**Instructions to follow**:
Write out the passage below about the Baxter, Baxter, and Paris lawsuit against Scientology word for word, in full.

**Text section**:
+++

Baxter, Baxter, and Paris v. Scientology. In 2022, Gawain Baxter, his wife Laura Baxter, and Valeska Paris filed suit against the Church of Scientology and David Miscavige alleging six counts of forced labor and peonage in violation of the Victims of Trafficking and Violence Protection Act of 2000. Since childhood, all three had been held captive for years on the Scientology ship Freewinds, with their passports and identification documents confiscated. Gawain Baxter alleged he was held captive on the ship for 14 more years after he tried to leave the organization at age 15. Valeska Paris alleged she was sexually assaulted in the Sea Org since childhood, but was punished whenever she tried to report the incidents. She spent 11 years working on the ship, and was then sent to Scientology's work camp in Australia. Laura Baxter alleged cruel abuse, forced confessions and manual labor. She deliberately got pregnant and refused an abortion in order to be kicked out of the Sea Org. Deliberately evading service, in 2023 after plaintiff's lawyers attempted 27 times at multiple sites in California and Florida to serve Miscavige, a judge finally ruled Miscavige as served. On April 3, six weeks after the magistrate ruled Miscavige as served, US District Judge Tom Barber ruled in favor of the first amendment, saying in his order that the plaintiffs must seek relief from Church arbitration and not the courts. Ruling on the case would require the courts to interpret religious doctrine, which is against the first amendment, said Barber.

+++

**Dataset entries**:
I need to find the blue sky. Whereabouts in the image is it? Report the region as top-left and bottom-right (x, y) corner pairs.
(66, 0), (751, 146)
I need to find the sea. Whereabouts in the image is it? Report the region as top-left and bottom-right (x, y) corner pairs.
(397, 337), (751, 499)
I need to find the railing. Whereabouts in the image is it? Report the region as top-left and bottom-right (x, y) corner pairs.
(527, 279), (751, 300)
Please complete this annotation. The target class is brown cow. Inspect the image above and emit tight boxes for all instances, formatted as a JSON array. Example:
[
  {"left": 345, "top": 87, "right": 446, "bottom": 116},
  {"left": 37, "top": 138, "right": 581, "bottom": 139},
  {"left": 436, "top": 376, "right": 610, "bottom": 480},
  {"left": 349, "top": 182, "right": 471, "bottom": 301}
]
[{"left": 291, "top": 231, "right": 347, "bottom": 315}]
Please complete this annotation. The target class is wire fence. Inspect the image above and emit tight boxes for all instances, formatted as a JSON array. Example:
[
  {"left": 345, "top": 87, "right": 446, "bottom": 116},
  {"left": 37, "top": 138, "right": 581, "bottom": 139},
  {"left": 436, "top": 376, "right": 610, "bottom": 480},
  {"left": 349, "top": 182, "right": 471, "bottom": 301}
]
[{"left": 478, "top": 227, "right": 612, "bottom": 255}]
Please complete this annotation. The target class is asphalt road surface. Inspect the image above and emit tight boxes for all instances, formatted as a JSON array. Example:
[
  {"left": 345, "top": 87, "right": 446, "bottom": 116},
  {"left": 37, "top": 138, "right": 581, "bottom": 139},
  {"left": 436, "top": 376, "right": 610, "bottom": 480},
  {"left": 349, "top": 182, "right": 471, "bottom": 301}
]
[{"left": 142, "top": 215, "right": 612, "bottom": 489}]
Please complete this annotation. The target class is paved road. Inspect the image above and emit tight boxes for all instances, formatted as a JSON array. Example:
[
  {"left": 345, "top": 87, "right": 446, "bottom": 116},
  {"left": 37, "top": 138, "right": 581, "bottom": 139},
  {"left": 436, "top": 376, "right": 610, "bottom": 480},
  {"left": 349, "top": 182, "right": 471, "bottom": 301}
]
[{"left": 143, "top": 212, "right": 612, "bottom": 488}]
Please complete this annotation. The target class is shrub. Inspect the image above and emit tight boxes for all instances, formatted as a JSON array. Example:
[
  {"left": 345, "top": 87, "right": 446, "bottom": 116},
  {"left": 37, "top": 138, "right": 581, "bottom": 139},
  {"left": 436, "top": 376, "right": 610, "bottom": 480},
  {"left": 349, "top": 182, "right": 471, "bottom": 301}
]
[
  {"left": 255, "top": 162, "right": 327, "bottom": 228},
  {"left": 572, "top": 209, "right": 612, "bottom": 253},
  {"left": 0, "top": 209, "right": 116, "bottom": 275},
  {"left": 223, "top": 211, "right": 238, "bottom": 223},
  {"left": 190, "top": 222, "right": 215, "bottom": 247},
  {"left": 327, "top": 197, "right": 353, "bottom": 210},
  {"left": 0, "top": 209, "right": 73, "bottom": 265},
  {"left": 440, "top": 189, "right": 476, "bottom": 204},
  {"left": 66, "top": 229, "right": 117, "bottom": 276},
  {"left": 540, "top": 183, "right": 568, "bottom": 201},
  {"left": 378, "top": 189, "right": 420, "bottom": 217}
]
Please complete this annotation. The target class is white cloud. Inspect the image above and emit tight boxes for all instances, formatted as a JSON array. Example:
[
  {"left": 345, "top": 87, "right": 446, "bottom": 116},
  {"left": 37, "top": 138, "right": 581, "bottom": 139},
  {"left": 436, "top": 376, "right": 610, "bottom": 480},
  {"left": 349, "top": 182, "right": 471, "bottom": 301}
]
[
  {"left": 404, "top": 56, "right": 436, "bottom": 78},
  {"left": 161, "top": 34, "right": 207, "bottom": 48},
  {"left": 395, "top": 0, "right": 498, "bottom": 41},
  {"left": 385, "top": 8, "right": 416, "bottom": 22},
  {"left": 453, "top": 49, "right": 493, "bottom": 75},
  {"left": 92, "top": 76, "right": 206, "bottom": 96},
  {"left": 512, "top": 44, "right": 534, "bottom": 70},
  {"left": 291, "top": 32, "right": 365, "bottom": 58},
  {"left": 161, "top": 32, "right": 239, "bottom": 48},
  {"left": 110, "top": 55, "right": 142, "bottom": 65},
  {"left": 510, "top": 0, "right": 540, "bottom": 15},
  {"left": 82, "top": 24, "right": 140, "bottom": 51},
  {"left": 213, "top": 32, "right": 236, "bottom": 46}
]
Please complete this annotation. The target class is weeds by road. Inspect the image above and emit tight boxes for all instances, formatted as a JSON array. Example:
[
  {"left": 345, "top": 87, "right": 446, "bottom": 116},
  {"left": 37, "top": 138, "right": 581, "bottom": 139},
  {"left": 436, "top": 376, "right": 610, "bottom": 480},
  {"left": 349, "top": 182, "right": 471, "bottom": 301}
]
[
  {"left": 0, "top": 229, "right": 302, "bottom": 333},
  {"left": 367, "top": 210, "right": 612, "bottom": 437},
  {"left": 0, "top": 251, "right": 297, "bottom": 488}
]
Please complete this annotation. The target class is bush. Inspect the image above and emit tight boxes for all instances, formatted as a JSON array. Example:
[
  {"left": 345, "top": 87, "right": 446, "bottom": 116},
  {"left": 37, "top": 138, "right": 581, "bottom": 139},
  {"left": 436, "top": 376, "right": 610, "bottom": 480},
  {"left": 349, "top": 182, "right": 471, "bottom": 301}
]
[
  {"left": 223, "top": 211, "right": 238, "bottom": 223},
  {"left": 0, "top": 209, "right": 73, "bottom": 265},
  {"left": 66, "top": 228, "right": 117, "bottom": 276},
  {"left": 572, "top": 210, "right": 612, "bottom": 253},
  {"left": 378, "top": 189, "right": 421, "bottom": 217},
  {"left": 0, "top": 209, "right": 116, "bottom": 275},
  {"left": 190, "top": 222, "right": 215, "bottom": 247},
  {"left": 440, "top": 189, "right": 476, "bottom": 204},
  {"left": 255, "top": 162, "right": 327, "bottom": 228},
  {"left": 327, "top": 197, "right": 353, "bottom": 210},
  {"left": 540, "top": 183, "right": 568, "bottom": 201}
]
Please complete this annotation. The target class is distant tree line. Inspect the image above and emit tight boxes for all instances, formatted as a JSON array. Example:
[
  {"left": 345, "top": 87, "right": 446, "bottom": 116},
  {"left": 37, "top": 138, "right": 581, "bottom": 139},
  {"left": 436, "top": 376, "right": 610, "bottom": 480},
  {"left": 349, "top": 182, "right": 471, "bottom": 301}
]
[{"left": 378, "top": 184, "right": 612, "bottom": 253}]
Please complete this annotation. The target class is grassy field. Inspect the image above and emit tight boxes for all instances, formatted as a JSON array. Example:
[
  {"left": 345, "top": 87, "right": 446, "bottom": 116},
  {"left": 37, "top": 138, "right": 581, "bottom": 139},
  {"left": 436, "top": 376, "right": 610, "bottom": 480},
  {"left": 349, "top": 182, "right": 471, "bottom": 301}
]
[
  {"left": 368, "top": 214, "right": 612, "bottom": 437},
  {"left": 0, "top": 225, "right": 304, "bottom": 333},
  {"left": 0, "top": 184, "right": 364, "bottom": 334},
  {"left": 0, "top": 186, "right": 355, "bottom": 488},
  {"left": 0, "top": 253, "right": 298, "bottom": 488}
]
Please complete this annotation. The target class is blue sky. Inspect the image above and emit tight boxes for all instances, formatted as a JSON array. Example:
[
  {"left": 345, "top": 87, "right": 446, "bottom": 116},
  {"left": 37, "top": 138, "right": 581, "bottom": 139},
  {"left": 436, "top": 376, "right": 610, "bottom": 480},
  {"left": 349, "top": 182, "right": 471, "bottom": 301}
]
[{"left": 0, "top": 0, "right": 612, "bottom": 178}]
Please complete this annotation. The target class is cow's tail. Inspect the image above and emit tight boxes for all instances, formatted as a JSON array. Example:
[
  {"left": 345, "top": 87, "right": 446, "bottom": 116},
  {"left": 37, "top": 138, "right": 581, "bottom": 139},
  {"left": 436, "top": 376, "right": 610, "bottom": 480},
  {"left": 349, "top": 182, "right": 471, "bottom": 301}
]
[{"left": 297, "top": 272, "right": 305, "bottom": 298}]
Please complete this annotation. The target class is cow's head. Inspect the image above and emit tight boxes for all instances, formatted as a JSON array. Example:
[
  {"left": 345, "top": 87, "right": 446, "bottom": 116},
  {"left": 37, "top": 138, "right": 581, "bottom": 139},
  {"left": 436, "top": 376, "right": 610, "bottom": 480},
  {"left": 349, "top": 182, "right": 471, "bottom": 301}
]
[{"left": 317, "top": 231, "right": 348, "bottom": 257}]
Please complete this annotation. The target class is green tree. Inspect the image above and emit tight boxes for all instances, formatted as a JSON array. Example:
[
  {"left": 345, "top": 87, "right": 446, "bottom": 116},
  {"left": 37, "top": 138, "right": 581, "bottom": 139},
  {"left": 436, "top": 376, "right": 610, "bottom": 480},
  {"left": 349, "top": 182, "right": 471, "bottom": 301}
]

+++

**Result**:
Baxter, Baxter, and Paris v. Scientology. In 2022, Gawain Baxter, his wife Laura Baxter, and Valeska Paris filed suit against the Church of Scientology and David Miscavige alleging six counts of forced labor and peonage in violation of the Victims of Trafficking and Violence Protection Act of 2000. Since childhood, all three had been held captive for years on the Scientology ship Freewinds, with their passports and identification documents confiscated. Gawain Baxter alleged he was held captive on the ship for 14 more years after he tried to leave the organization at age 15. Valeska Paris alleged she was sexually assaulted in the Sea Org since childhood, but was punished whenever she tried to report the incidents. She spent 11 years working on the ship, and was then sent to Scientology's work camp in Australia. Laura Baxter alleged cruel abuse, forced confessions and manual labor. She deliberately got pregnant and refused an abortion in order to be kicked out of the Sea Org. Deliberately evading service, in 2023 after plaintiff's lawyers attempted 27 times at multiple sites in California and Florida to serve Miscavige, a judge finally ruled Miscavige as served. On April 3, six weeks after the magistrate ruled Miscavige as served, US District Judge Tom Barber ruled in favor of the first amendment, saying in his order that the plaintiffs must seek relief from Church arbitration and not the courts. Ruling on the case would require the courts to interpret religious doctrine, which is against the first amendment, said Barber.